Start of Excerpt
Skip to content

ChristianOrr/reinforcement-learning-algorithms

Repository files navigation

Reinforcement Learning Algorithms

This repository contains a suite of reinforcement learning algorithms implemented from scratch. The algorithms include a wide variety of algorithms ranging from tabular to deep reinforcement learning. The algorithm implementations are designed to contain only the fundamental parts of the algorithms needed to make them functional. This ensures that the code is simple short and easy to understand. This is a valuable resource for anyone looking to understand how to apply RL algorithms without having to go through many layers of abstraction. The foundational knowledge required to understand the algorithms are provided in Richard S. Sutton and Andrew G. Barto's book [1] and OpenAI's Spinning Up blog [2].

Implementation Details

All the RL algorithms will follow the Markov decision process (MDP) and all of them will use environments from OpenAI's Gym (now its called to Gymnasium and maintained by a different organisation). All agents are trained from scratch with either random or zeroed initialization of the model/s parameters. The problems get progressively harder as the RL methods get better, which results in longer training times.

Algorithms

The RL algorithms get progressively more complex and simultaniously more powerful from value function methods to policy gradient methods, to the most powerful, actor-critic methods.

Value Function Methods

Value function methods mainly focus on finding the optimal value function (usually an action-value function). The policy function will then be defined around the value function. $\epsilon$-Greedy is the most common policy used with these methods. $\epsilon$-Greedy policies will mostly choose the action with highest value (from the value function estimate). Then on the odd occasion it will choose a random action with some small probability, $\epsilon$. This provides a good balance of exploration with exploitation. The observation and action spaces are usually discrete. The algorithms are the easiest to understand and implement.

SARSA

SARSA is the simplest on-policy temporal difference method. It uses bootstrapping to estimate the return before the episode has completed. The return estimate is then used to update the action-value functions prediction of the return given the state, action pair.

Features:
  • On-Policy: Yes
  • Observation Space: Discrete
  • Action Space: Discrete
  • Value Function: Tabular
  • Policy Function: $\epsilon$-Greedy
  • Update Period: 1-step
  • Parallel Environments: No

Q-Learning

Q-Learning is the simplest off-policy temporal difference method. There are many different variants of this algorithm from tabular to deep learning. Its very similar to SARSA, but instead bootstraps with the optimal return estimate rather than the return estimate from following the current policy. This results in it becoming an off-policy algorithm.
End of Excerpt
Start of Extracted information
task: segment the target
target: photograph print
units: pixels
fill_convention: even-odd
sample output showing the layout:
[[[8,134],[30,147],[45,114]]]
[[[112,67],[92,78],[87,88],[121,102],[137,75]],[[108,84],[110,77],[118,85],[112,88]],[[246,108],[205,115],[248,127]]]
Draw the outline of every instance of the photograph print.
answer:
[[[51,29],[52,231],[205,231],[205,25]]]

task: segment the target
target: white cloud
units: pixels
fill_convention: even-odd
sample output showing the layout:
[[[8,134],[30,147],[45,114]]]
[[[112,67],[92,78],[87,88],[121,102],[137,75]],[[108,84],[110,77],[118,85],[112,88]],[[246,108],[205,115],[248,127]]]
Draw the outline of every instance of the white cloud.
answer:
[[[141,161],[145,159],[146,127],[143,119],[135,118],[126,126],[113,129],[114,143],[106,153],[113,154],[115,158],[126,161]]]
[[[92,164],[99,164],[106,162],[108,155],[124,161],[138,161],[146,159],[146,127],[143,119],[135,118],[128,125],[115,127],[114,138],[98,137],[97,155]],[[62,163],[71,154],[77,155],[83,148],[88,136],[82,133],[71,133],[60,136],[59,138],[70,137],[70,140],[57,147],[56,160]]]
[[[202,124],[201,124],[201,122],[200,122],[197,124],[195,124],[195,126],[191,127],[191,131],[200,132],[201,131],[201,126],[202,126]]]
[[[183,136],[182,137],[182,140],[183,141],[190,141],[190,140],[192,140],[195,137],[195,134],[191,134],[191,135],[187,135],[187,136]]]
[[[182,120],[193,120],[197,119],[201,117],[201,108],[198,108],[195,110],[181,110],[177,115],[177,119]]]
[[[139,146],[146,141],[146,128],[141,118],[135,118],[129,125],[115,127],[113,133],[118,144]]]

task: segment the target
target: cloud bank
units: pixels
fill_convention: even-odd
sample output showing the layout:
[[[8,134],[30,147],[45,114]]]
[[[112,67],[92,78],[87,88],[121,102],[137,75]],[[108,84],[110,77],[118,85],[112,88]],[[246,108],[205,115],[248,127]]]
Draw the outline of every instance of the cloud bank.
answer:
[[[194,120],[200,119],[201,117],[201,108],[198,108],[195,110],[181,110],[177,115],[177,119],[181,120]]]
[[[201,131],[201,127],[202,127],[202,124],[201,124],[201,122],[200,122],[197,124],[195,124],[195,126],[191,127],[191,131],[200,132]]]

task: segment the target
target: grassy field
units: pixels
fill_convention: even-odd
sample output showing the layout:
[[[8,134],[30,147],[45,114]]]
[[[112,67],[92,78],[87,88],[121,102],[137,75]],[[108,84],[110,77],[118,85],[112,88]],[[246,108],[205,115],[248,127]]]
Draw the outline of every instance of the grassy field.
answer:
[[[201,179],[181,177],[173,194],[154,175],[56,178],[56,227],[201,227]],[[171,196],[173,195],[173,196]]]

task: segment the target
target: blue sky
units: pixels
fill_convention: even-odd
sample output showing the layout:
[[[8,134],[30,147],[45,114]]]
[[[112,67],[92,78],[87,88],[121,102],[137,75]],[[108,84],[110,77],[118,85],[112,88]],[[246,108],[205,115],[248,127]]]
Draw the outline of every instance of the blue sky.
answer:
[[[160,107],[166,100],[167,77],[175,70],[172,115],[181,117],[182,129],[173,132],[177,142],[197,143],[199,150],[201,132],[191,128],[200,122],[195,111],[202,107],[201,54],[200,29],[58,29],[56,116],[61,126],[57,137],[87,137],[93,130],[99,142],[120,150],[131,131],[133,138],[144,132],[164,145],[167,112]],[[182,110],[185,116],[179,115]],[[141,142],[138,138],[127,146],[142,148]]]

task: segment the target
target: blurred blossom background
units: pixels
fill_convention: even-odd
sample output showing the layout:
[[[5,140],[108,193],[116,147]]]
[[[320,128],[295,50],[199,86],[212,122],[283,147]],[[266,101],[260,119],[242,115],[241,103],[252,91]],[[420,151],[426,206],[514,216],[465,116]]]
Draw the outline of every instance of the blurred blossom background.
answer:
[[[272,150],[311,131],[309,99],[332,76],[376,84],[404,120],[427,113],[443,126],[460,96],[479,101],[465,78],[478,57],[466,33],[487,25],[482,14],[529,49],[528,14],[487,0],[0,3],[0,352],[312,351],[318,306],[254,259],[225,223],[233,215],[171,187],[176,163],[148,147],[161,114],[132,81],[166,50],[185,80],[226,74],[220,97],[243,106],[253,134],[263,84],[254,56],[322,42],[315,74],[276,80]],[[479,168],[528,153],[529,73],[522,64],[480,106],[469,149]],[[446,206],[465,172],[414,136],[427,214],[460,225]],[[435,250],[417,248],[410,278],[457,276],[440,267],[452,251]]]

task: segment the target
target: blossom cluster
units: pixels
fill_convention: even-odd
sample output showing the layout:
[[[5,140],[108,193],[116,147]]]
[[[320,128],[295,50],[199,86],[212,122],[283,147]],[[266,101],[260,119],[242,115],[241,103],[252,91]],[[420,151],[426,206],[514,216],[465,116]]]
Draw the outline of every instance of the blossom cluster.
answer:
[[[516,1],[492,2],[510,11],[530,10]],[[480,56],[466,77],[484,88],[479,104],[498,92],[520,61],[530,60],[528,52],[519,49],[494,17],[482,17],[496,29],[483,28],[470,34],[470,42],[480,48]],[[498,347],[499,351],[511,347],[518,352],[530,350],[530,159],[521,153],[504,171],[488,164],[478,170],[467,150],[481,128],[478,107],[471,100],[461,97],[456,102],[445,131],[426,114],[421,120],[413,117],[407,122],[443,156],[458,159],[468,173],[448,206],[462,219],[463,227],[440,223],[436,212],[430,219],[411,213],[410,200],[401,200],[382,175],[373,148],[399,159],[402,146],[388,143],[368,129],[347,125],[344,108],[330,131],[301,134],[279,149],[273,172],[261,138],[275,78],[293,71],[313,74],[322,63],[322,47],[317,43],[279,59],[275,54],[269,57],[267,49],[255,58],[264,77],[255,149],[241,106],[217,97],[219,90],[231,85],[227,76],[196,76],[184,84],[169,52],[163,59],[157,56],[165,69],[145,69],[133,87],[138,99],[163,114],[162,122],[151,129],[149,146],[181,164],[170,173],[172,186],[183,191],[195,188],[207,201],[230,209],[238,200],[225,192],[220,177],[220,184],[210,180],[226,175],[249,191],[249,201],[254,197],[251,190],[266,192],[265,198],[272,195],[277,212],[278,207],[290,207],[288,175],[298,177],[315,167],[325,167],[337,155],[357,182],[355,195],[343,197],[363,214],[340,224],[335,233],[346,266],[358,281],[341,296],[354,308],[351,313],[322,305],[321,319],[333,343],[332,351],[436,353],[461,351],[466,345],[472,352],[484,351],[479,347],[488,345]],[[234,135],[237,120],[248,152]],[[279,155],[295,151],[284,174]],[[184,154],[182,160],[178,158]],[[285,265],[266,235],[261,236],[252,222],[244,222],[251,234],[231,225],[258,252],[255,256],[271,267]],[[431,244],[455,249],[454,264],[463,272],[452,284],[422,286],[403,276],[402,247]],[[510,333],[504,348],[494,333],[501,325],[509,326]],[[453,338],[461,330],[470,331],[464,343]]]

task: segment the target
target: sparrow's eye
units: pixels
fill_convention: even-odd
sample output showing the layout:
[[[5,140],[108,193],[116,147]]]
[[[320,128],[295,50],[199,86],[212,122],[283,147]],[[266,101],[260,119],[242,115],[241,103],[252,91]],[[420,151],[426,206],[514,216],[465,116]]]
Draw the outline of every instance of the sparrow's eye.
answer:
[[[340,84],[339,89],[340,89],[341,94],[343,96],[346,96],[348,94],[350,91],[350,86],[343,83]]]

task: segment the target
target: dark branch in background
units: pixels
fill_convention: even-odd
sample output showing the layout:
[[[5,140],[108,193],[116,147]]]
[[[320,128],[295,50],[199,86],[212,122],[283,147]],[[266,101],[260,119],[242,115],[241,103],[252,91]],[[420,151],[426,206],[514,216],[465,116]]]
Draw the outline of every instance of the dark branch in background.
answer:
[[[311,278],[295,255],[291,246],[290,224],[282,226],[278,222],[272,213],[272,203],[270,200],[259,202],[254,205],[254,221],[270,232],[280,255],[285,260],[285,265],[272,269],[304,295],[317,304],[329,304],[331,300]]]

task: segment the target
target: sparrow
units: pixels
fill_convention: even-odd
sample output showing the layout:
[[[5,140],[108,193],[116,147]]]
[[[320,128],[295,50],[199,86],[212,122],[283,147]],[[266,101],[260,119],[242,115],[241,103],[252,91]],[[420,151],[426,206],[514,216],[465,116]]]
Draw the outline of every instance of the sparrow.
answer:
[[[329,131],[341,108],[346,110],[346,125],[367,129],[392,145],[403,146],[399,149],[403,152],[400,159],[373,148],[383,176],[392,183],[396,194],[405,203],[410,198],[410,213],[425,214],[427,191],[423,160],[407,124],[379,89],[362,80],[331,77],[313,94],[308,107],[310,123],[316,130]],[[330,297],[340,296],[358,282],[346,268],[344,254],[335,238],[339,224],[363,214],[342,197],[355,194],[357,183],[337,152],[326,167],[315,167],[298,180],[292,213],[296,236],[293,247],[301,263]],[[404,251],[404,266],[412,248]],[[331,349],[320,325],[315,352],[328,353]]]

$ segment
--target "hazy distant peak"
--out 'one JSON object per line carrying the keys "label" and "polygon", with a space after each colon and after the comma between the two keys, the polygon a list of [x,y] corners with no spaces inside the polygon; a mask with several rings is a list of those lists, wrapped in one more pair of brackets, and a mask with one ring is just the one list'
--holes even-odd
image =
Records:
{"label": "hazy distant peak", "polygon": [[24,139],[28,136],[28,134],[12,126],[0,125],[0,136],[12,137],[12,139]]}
End of Extracted information
[Required work]
- A) From the repository description, extract everything from "The RL algorithms get" down to "understand and implement.".
- B) Answer these questions from the repository description:
(i) Which library provides the environments that all the algorithms use?
(ii) What policy is most commonly used with value function methods?
(iii) What update period is listed for SARSA?
This data has nothing to do with the repository description.

[Activity answers]
- A)
The RL algorithms get progressively more complex and simultaniously more powerful from value function methods to policy gradient methods, to the most powerful, actor-critic methods.

Value Function Methods

Value function methods mainly focus on finding the optimal value function (usually an action-value function). The policy function will then be defined around the value function. $\epsilon$-Greedy is the most common policy used with these methods. $\epsilon$-Greedy policies will mostly choose the action with highest value (from the value function estimate). Then on the odd occasion it will choose a random action with some small probability, $\epsilon$. This provides a good balance of exploration with exploitation. The observation and action spaces are usually discrete. The algorithms are the easiest to understand and implement.

- B)
(i) OpenAI's Gym, now called Gymnasium and maintained by a different organisation.
(ii) ε-Greedy.
(iii) 1-step.